__Problem description__
In the local-LLM refinement text below, which address and port does the ollama daemon listen on?

__Text passage__

# # # #

Skip to content

Local-LLM refinement

total-recall is 100% deterministic heuristics by default — zero model calls, zero network egress. The local-LLM refinement layer adds a second pass that improves machine-name extraction accuracy, vocabulary definitions, and per-project narrative summaries.

Auto-setup (zero config)

On first install the plugin bootstrap automatically:

  1. Downloads the ollama binary (~38 MB, no sudo, into the plugin data dir).
  2. Pulls the default model qwen3.5:2b (~2.7 GB).
  3. Starts a localhost ollama daemon.

All of this runs detached in the background — the spawning Claude Code session does not wait for it and does not need to stay open. A one-time banner in your first session announces that setup is in progress.

Nothing for you to do. Refinement activates automatically once the model is ready, on the next rebuild.

Privacy

Your transcripts never leave the machine. The model runs on-device via ollama. Cloud APIs are deliberately not supported — they would break the no-reupload guarantee that is a core design constraint of total-recall. The ollama daemon listens on localhost:11434 only.

What refinement improves

Refinement runs on the cold path only (during total-recall index --rebuild). The heuristic baseline is always the fallback; refinement is additive only.

What Heuristic baseline With qwen3.5:2b
Machine-name extraction Pattern-based NER Precision 1.0, Recall 1.0
Vocabulary definitions Terms listed, no definitions ~60% define coverage
Project narratives Not generated Short accurate summaries
Runtime (machines pass) ~3s ~19s

These numbers are from a head-to-head eval against gemma4:e2b (definition coverage ~0.20) and qwen3.5:4b. qwen3.5:2b won on all three axes at the 2B size; larger models can improve definition coverage further.

Env vars

Env var Default Effect
TOTAL_RECALL_LLM_PROVIDER auto none disables the entire LLM layer (no download, no daemon, no refinement). ollama forces the ollama code path.
TOTAL_RECALL_LLM_MODEL qwen3.5:2b Model tag to use. Any model you have pulled with ollama pull works.
TOTAL_RECALL_LLM_REFINE_TEXT 1 Set to 0 to disable vocab/narrative refinement while keeping machine-name extraction.
TOTAL_RECALL_LLM_BASE_URL http://localhost:11434 Ollama API endpoint.

Disable entirely

export TOTAL_RECALL_LLM_PROVIDER=none

No download, no daemon, no refinement — pure heuristics, same as v0.8 and earlier.

Use a larger model

export TOTAL_RECALL_LLM_MODEL=qwen3.5:4b   # more RAM, slower, higher coverage
ollama pull qwen3.5:4b
total-recall index --rebuild

Any model you have already pulled will work; the default qwen3.5:2b is the validated sweet spot for speed vs quality on a typical developer machine.

# # # #

__Records shown__

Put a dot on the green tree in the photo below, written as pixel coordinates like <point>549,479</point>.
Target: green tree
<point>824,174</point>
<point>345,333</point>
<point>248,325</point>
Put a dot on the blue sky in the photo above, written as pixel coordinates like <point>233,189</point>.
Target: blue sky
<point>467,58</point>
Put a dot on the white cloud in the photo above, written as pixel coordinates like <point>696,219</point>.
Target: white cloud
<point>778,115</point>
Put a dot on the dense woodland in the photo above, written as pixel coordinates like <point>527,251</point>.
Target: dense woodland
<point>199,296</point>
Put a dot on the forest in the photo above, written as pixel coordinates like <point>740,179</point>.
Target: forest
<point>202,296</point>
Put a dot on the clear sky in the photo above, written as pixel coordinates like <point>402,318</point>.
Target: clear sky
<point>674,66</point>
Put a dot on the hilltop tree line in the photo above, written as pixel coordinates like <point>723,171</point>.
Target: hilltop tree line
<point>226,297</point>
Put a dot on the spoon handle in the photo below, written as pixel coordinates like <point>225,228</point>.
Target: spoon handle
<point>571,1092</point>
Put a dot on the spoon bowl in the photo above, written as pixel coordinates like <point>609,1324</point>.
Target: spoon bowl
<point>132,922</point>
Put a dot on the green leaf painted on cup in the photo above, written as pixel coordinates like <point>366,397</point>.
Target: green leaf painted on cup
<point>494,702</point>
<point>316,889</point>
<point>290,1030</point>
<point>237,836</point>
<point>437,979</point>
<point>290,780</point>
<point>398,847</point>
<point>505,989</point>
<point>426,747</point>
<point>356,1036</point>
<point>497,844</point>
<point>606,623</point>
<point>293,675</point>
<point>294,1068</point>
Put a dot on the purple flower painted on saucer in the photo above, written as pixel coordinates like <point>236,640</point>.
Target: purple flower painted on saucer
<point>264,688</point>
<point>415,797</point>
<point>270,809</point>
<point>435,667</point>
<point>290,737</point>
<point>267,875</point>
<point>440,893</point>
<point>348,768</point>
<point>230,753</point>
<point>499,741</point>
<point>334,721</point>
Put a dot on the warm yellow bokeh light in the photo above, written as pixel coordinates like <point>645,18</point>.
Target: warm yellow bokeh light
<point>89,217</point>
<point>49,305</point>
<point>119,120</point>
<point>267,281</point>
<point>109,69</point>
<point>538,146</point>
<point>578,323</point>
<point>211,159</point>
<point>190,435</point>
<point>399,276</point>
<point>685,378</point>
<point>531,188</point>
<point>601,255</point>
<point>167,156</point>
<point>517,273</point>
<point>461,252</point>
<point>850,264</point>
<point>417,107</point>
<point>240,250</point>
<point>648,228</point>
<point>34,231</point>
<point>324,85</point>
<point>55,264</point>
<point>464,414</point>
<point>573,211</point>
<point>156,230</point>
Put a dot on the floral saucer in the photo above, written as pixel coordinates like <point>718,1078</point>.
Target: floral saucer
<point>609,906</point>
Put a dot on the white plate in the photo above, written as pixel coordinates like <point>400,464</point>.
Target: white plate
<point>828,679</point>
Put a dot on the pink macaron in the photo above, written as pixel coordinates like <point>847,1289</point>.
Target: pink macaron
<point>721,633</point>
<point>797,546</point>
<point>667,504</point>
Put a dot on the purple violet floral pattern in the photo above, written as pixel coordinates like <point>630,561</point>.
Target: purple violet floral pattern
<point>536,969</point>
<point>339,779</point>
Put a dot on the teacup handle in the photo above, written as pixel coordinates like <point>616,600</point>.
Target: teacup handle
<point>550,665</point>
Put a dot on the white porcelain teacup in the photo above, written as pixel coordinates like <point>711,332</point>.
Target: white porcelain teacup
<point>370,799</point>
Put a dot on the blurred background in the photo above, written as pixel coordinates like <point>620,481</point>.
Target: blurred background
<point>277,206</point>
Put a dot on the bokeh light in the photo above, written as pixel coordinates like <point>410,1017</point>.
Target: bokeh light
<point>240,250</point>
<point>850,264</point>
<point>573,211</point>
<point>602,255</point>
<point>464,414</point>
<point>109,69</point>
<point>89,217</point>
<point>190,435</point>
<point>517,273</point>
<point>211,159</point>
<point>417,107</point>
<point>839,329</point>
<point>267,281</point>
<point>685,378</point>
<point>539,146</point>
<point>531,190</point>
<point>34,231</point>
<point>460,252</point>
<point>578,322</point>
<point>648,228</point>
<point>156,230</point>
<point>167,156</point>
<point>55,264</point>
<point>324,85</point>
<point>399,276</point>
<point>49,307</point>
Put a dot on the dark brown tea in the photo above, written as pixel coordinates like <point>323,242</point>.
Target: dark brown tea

# # # #

__Answer to the problem__
localhost:11434 only.